# Start of TASK INPUTS

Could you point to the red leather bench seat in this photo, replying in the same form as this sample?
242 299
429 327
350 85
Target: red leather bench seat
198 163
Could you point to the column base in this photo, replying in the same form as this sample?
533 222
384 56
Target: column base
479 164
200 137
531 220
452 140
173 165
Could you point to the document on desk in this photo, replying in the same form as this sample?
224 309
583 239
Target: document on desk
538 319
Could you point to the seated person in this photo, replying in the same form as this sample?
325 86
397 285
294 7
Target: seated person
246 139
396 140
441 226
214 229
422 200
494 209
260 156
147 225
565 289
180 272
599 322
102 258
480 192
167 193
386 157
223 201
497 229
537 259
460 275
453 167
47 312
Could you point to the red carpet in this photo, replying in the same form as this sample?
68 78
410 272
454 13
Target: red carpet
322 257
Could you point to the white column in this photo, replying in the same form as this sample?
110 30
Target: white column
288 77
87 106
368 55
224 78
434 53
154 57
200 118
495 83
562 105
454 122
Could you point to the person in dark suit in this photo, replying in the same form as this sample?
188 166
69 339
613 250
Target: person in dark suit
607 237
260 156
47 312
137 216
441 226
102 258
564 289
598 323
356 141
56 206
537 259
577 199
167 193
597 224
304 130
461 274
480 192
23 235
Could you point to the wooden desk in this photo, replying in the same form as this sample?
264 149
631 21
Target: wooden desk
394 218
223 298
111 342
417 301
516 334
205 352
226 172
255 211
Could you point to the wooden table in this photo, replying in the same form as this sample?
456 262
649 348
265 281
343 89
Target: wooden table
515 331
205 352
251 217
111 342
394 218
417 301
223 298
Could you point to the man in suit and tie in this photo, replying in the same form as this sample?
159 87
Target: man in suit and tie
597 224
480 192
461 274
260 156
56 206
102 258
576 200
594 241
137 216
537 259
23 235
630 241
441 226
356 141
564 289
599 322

# End of TASK INPUTS

--- GIVEN REQUEST ---
Repeat all of the entries above word for word, changing nothing.

--- RESULT BELOW ---
Could you point to the red leather bench seat in this photo, replying in the same form as this sample?
242 299
429 327
350 85
Target: red leather bench seat
198 163
Could you point to the column base in this photo, replying in the same form as this sample?
533 222
384 56
Target: column base
479 164
200 137
531 220
452 140
173 165
Could you point to the document on desk in this photo, replying in the same form as this sample?
224 309
583 239
Target: document on desk
538 319
Could you point to the seated person in this photo, replying in the same form as this sample?
325 86
397 285
294 7
Target: seated person
246 139
396 140
441 226
214 229
422 200
494 209
260 156
147 225
565 289
180 272
599 322
102 258
480 192
167 193
386 157
223 201
497 229
537 259
460 275
453 167
47 312
Could you point to the red carpet in this photo, replying in the same form as this sample?
68 78
410 272
454 13
Target: red carpet
322 257
Could you point to the white column in this photo, replying in the same form as this sample?
110 30
Target: white column
288 77
87 106
368 55
224 78
434 53
154 57
200 118
495 83
562 105
454 122
Could you point to the person in dark suit in this photo, replying in the same form as this sample?
188 166
69 339
613 250
Target: person in dark suit
607 237
260 156
47 312
137 216
441 226
102 258
564 289
598 323
356 141
56 206
537 259
577 199
167 193
597 224
304 130
461 274
480 192
23 235
Could you point to the wooden desk in this photo, replying in the same form as this sample?
264 149
631 21
Target: wooden desk
394 218
223 298
111 342
417 301
516 334
205 352
226 172
255 211
Could you point to the wooden table in this photo, replying in the same form as this sample?
456 262
649 348
265 281
343 89
Target: wooden table
515 331
205 352
251 217
111 342
394 218
417 301
223 298
Could you point to the man in suit and tie in this photo, replying in the same form as this sample?
159 87
Target: man in suit and tie
597 224
480 192
461 274
260 156
56 206
102 258
576 200
594 241
137 216
537 259
23 235
630 241
441 226
356 141
564 289
599 322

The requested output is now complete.